▶ [PASSAGE FOR REVIEW]
>>
At 748 pages, Canadian novelist Rohinton Mistry’s
long-awaited new novel, A Fine Balance,
is one of the biggest books of the season – literally.
“It was going to be a short novel,” says Mistry whose
1991 novel Such a Long Journey established
him as one of the fastest-rising stars on the national and international
scene.
The book won the Governor General’s Award and the W. H. Smith/Books
in Canada First Novel Prize, as well as the Commonwealth Writers
Prize.
It was shortlisted for the prestigious Booker Prize, putting Mistry
in the rarefied company of fellow Canadian Booker nominees Margaret
Atwood, Robertson Davies and Mordecai Richler. The only Canadian
to win the Booker was Michael Ondaatje, for The English Patient
in 1992.
Like Such a Long Journey, A
Fine Balance is set in Bombay, Mistry’s home for the
first 25 years of his life. The action takes place during the 1975-77
state of emergency declared by then-prime minister Indira Gandhi.
<<
▶ [DATA SUPPLIED]
>>
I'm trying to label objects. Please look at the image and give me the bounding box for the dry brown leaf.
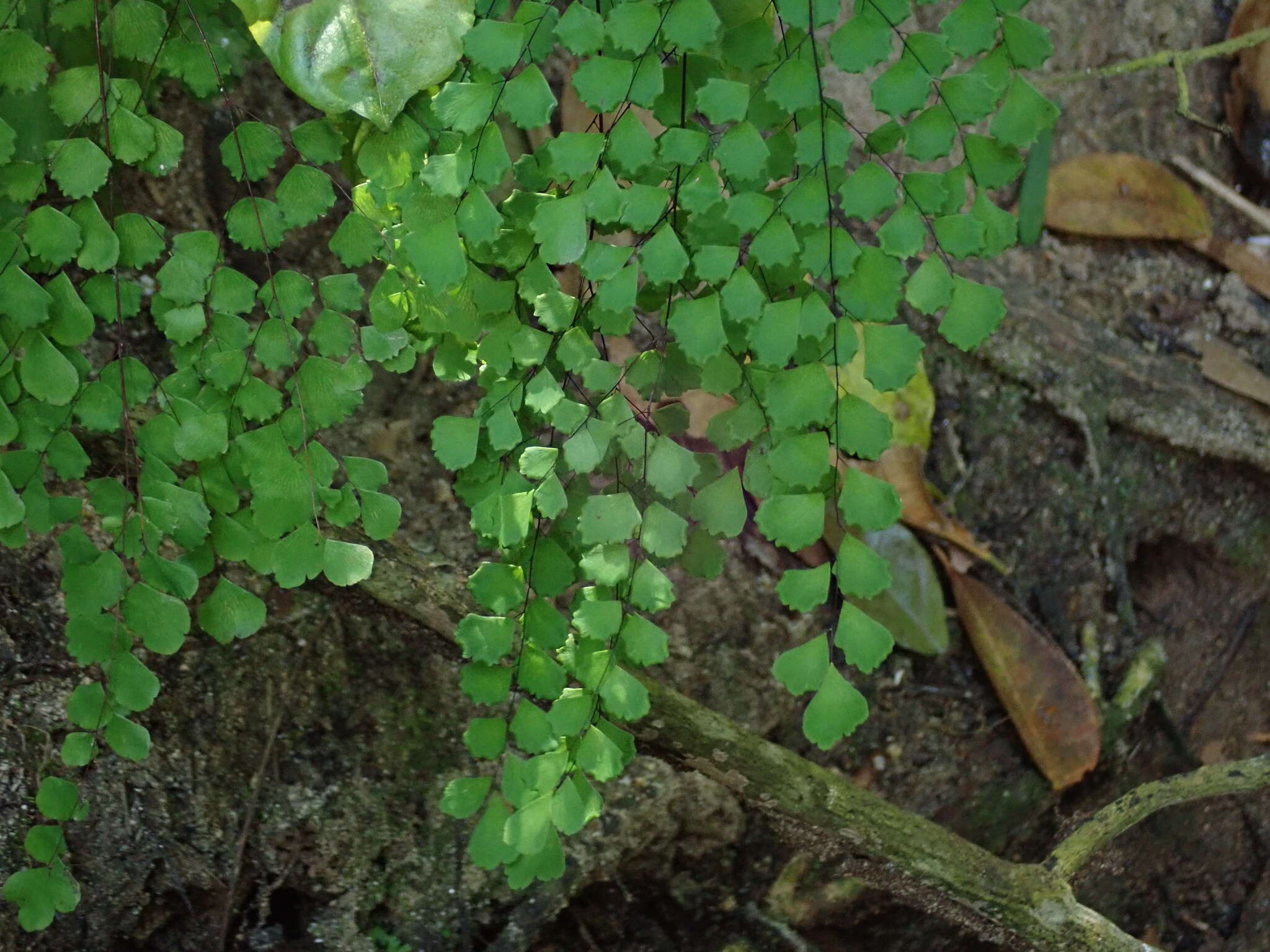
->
<<
>>
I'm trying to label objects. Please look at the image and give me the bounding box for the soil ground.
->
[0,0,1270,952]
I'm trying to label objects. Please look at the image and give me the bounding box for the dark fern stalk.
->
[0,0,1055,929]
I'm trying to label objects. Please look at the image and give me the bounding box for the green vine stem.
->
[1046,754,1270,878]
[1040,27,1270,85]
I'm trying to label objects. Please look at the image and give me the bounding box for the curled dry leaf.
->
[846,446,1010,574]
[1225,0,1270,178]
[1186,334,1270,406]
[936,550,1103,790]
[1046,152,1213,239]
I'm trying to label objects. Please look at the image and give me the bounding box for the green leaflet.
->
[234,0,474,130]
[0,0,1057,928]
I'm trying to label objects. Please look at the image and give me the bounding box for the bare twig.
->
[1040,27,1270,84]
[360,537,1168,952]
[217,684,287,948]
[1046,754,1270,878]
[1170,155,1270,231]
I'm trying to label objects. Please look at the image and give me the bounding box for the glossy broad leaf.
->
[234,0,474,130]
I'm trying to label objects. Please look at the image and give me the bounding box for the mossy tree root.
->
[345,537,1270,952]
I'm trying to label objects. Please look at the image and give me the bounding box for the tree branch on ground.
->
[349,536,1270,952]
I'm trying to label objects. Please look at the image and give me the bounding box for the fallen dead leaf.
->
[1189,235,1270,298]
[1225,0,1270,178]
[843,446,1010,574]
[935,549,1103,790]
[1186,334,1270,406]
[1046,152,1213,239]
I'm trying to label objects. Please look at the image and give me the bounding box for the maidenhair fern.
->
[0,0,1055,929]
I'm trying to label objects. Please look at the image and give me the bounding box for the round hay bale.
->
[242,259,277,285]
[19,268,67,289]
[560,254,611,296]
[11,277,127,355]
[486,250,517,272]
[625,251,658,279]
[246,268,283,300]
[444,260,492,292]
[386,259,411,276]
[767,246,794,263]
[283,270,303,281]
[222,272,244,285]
<<
▶ [EXERCISE REQUIREMENTS]
- a) Sum up the article on Rohinton Mistry's A Fine Balance in two sentences.
- b) Extend the article on Rohinton Mistry's A Fine Balance, picking up after its final sentence.

▶ [ANSWERS TO EACH TASK]
- a) Rohinton Mistry's long-awaited new novel, A Fine Balance, runs 748 pages, though he says it was going to be a short novel; his 1991 novel Such a Long Journey won the Governor General's Award, the W. H. Smith/Books in Canada First Novel Prize and the Commonwealth Writers Prize and was shortlisted for the Booker Prize. Like that earlier book, A Fine Balance is set in Bombay, Mistry's home for his first 25 years, and its action takes place during the 1975-77 state of emergency declared by then-prime minister Indira Gandhi.

- b)
The story follows the life of Dina Dalal, an independent-minded
widow who opens an illegal home-sewing business rather than becoming
dependent on her wealthy brother.
The nature of the work demands that she hire Ishvar and Omprakash,
two tailors from the countryside. She also takes on a lodger, Maneck,
a student and the son of a former classmate. When the emergency
state makes it dangerous for Ishvar and Omprakash to continue living
in the shanties and the streets, all four end up sharing Dina’s
flat.
“The book was going to focus on the flat and the four characters
in it during that time, nothing before or after,” Mistry said
during a recent stop to read in Edmonton this past week.
“As I was writing about them, I knew their stories and I
felt I had to tell them.”
While the emergency measure affect Dina and Maneck indirectly,
Ishvar and his nephew Om see the effects firsthand.
Misty said incidents like the pro-Gandhi rally to which the homeless
are bused to the forced sterilization camps, are based on actual
events from that time.
“I left Bombay in 1975, just after the emergency was declared,
but that was a coincidence. I was going to emigrate anyway,”
said Mistry. “I always kept reading about India, and all those
episodes collected in my head.”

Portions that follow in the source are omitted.